#### 抜粋した本文:
◇ ◇ ◇ ◇ ◇
音楽家・坂本龍一氏が昨年(2023年)3月28日、東京都内の病院で亡くなってより一年が過ぎる。「国境を越えた感動」と称えられる彼の音楽の、作曲技法書をいずれ世に問いたいと願っていたアマチュア音楽家の私は、数日遅れで公表された彼の死去の報に「ああ間に合わなかった…」という気持ちでいっぱいになった。

今年3月1日にまんが家の鳥山明氏が亡くなられていたことが、一週間置いて伝えられたときも、やはり同じ気持ちに襲われた。二人のあいだには特に交流も関係もみられなかったようだが、私のように(翻訳業の傍らながら)日本のポップカルチャー全般に関心を寄せる者にとって、両者は等しく興味深い研究対象でもあった。

たとえばスペイン・カタルーニャ州のあるマスメディアによる、アキラ・トリヤマ死去への論説。日本のメディアにも取り上げられていたので目にされた方も少なくないだろう。以下要約すると…

カタルーニャ地方は、スペイン王国のなかで数百年にわたって自立と独立を悲願としてきた。実際カタルーニャ自治州ではカタルーニャ語が公用語としてようやく認められた。しかしスペイン語の王座は揺るがなかった。
◇ ◇ ◇ ◇ ◇
#### 課題の説明:
坂本龍一氏と鳥山明氏の死去に触れた文章を、最後の文の後から書き継ぐこと。 この後の一覧は参照しなくてよい。
◇ ◇ ◇ ◇ ◇
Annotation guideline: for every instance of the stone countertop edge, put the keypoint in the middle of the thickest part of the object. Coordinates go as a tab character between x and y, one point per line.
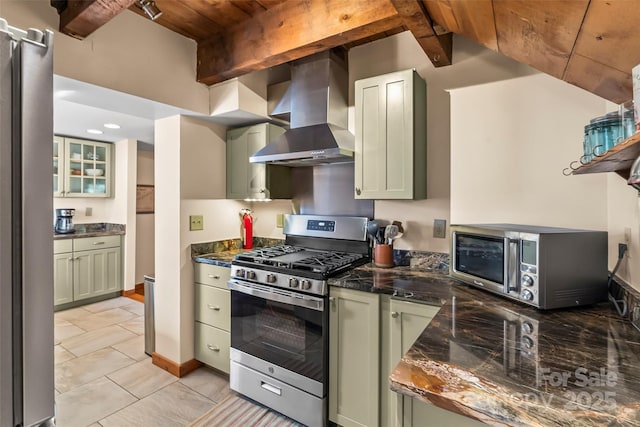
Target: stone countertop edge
458	362
92	230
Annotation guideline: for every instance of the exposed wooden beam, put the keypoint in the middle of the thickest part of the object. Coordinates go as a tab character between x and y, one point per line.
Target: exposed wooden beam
415	17
290	31
82	17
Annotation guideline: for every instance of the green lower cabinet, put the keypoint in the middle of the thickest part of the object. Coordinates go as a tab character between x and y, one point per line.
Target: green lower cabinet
62	278
354	349
96	272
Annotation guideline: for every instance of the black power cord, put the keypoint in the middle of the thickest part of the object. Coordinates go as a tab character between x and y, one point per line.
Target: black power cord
622	249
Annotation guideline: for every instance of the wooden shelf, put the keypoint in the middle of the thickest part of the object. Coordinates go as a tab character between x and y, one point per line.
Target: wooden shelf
619	159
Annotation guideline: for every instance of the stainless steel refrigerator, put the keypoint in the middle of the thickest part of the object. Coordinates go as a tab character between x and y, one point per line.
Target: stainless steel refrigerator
26	234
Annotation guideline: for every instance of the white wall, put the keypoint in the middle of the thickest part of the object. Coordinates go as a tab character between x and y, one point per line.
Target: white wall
473	64
508	154
145	223
130	54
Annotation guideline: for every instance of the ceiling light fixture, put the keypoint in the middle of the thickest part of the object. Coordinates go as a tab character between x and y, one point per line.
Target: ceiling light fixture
150	9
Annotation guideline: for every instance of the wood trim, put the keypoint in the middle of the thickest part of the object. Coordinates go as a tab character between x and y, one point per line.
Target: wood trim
290	31
128	292
178	370
82	17
139	289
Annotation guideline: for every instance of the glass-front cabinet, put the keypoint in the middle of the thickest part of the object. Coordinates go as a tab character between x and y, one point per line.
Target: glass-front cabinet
58	166
86	168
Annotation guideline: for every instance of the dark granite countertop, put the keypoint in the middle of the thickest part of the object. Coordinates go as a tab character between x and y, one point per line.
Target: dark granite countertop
92	230
582	367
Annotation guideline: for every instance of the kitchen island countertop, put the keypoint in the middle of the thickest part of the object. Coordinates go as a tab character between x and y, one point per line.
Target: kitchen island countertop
581	367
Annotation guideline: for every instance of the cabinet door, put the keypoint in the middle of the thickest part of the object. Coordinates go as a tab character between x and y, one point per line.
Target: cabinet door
87	168
96	272
354	358
389	139
62	278
58	166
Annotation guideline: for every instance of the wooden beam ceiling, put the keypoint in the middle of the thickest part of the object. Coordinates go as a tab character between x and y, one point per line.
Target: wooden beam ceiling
291	31
82	17
415	17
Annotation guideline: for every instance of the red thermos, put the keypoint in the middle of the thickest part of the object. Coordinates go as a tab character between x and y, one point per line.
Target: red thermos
247	229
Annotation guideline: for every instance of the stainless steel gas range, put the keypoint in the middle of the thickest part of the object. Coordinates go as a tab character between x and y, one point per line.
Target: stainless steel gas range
279	313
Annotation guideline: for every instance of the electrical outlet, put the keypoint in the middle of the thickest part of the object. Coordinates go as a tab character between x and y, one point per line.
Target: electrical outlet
196	222
440	228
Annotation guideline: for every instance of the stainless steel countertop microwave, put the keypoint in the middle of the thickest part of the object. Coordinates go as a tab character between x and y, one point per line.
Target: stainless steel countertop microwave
545	267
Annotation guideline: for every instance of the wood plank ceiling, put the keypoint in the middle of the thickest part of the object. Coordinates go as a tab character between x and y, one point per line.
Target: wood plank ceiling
592	44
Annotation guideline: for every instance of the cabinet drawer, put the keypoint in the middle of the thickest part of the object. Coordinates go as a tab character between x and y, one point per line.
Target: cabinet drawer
213	275
91	243
212	306
212	346
62	246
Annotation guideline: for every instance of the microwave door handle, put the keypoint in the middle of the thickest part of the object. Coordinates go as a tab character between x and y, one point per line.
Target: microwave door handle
511	265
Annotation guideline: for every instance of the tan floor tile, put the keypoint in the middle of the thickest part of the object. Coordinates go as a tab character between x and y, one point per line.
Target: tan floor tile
107	304
61	355
135	325
208	383
97	339
134	348
135	307
91	402
64	329
72	313
82	370
142	378
174	406
103	318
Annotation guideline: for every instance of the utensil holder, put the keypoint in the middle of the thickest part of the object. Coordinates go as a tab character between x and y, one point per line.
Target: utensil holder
383	256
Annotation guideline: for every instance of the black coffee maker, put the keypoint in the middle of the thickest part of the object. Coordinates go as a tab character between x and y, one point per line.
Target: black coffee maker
64	221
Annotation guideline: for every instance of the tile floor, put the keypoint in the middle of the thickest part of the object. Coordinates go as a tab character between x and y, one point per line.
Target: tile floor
104	378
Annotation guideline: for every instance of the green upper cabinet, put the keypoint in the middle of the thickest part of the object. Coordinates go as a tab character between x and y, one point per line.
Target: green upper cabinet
391	149
81	168
254	180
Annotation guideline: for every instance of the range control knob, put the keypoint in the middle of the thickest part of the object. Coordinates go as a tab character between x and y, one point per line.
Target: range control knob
527	328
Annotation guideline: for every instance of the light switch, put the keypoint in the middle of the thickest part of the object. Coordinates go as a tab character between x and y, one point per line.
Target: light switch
440	228
196	222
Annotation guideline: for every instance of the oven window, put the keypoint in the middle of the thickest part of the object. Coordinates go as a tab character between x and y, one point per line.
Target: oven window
480	256
283	334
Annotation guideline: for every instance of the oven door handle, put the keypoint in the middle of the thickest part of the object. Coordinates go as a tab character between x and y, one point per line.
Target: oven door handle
277	294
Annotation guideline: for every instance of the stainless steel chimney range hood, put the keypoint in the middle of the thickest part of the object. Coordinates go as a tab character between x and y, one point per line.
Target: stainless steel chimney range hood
318	134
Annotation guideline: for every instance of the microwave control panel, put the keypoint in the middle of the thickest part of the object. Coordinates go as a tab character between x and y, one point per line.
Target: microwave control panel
528	270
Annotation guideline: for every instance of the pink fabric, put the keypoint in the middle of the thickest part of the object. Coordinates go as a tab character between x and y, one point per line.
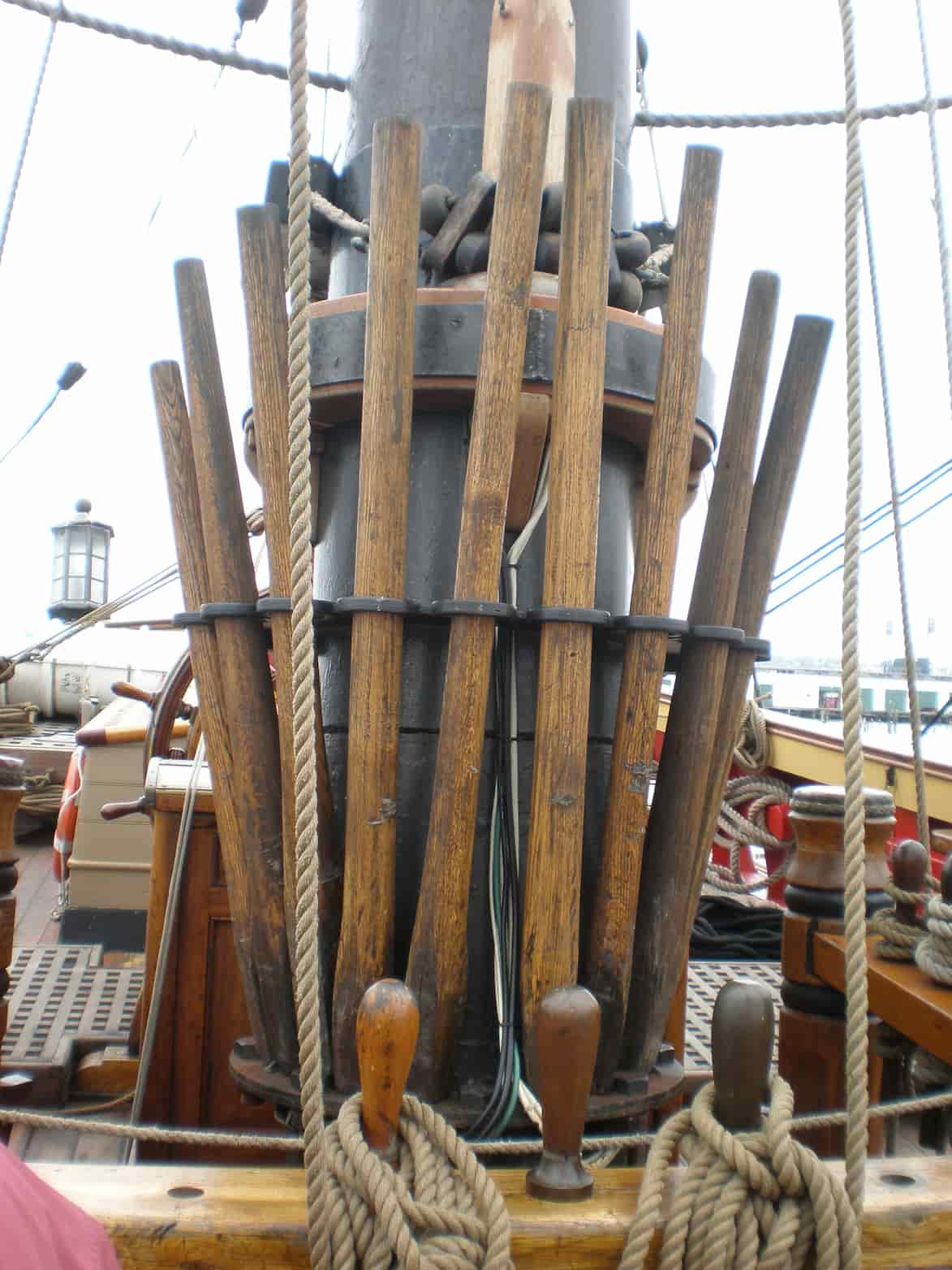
◇ ◇ ◇ ◇ ◇
#### 課題の解答:
これに楔を打ち込んだのが、日本のアニメだった。子どもたちは「ドラゴンボール」に熱狂した。カタルーニャ州で放映されるにあたってカタルーニャ語で吹き替えされていた。おかげで子どもたちは家のテレビでカタルーニャ語に自然になじんでいった。カタルーニャの誇りを取り戻してくれたアキラ・トリヤマはどんな政治家よりも偉大だった。

これには苦笑してしまった。少年武闘アニメ「ドラゴンボール」が、世界のいろいろな国や地域の人びとに熱狂的に迎えられていることは、かなり前から確認してはいたが、まさかあのカタルーニャ独立運動のヒーローとして主人公・悟空が称えられ、作者トリヤマが追悼されるとは驚きだった。

「ドラゴンボール」(以下DBと略称する)を掲載していた「週刊少年ジャンプ」は、読者からの人気投票はがきをもとに掲載作品の人気順位を毎週確認し、低順位のままのものは連載打ち切りを作者に通告し、人気最上位グループに留まり続けるものは、連載を無期限に続行させるシステムを売りにしている。

「DB」の全519話(単行本にして42巻!)を通しで読みなおしてみると、最終回のつもりで作者が描いたと思われる話がいくつか確認できる。

単行本第17巻35頁より引用

まんが好きのあいだでは「もうちっとだけ続くんじゃ」という冗談フレーズがあって、これは「DB」のある話で、主人公・悟空が、花嫁の手をつかんで筋斗雲で空に飛び立っていくラストカットの左隅に、小さくこのフレーズが挿まれたことを愉快に揶揄したものだ。

あまりに子どもたち(男の子とは限らない)からの人気が高くて、作者そのひとが幕引きしたくても「ジャンプ」編集部がそれを許さない、すなわちいつまでたっても終わりが来ない(来させてもらえない)様を、そこまで作者を追い詰めた側である往年のファンたちが、このフレーズを自ら再生してメタ的に笑うのである。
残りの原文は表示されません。